───── Dati forniti ─────
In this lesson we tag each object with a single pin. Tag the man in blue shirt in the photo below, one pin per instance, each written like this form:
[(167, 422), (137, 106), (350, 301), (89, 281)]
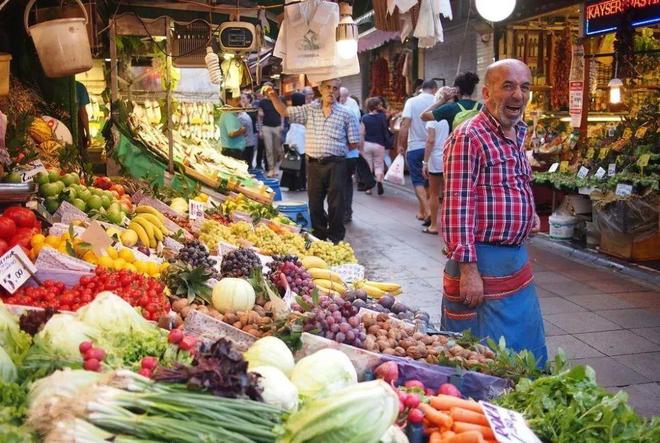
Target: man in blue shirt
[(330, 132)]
─────
───── Dati forniti ─────
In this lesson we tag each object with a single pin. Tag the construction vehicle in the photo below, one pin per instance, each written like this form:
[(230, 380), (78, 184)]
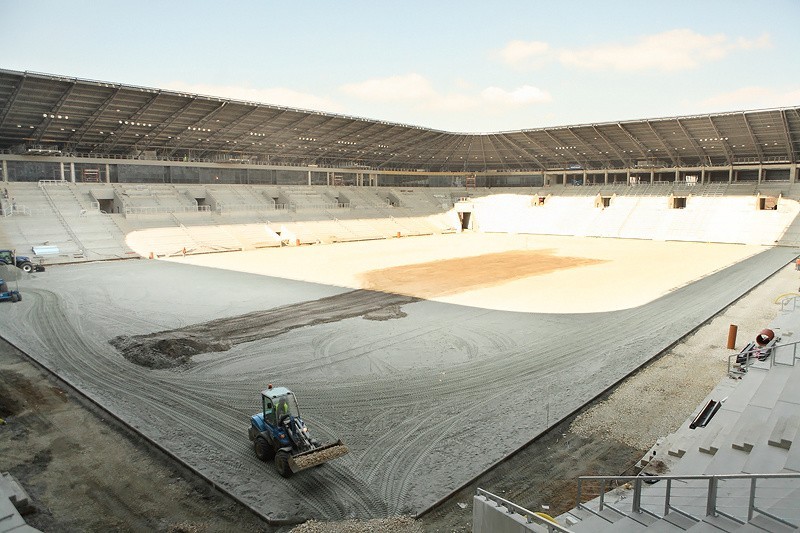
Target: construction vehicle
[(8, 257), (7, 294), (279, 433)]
─────
Compito da svolgere:
Trasforma in un elenco numerato le righe comprese tra quella che contiene "Tag the man" e quella che contiene "[(330, 132)]", estremi inclusi, omettendo le righe vuote. Escludi le immagini dall'output.

Risultato:
1. In this lesson we tag each object with a single pin. Tag the man in blue shirt in the photo below, one pin per instance, each written like this form:
2. [(167, 422), (137, 106), (350, 301), (89, 281)]
3. Target: man in blue shirt
4. [(330, 132)]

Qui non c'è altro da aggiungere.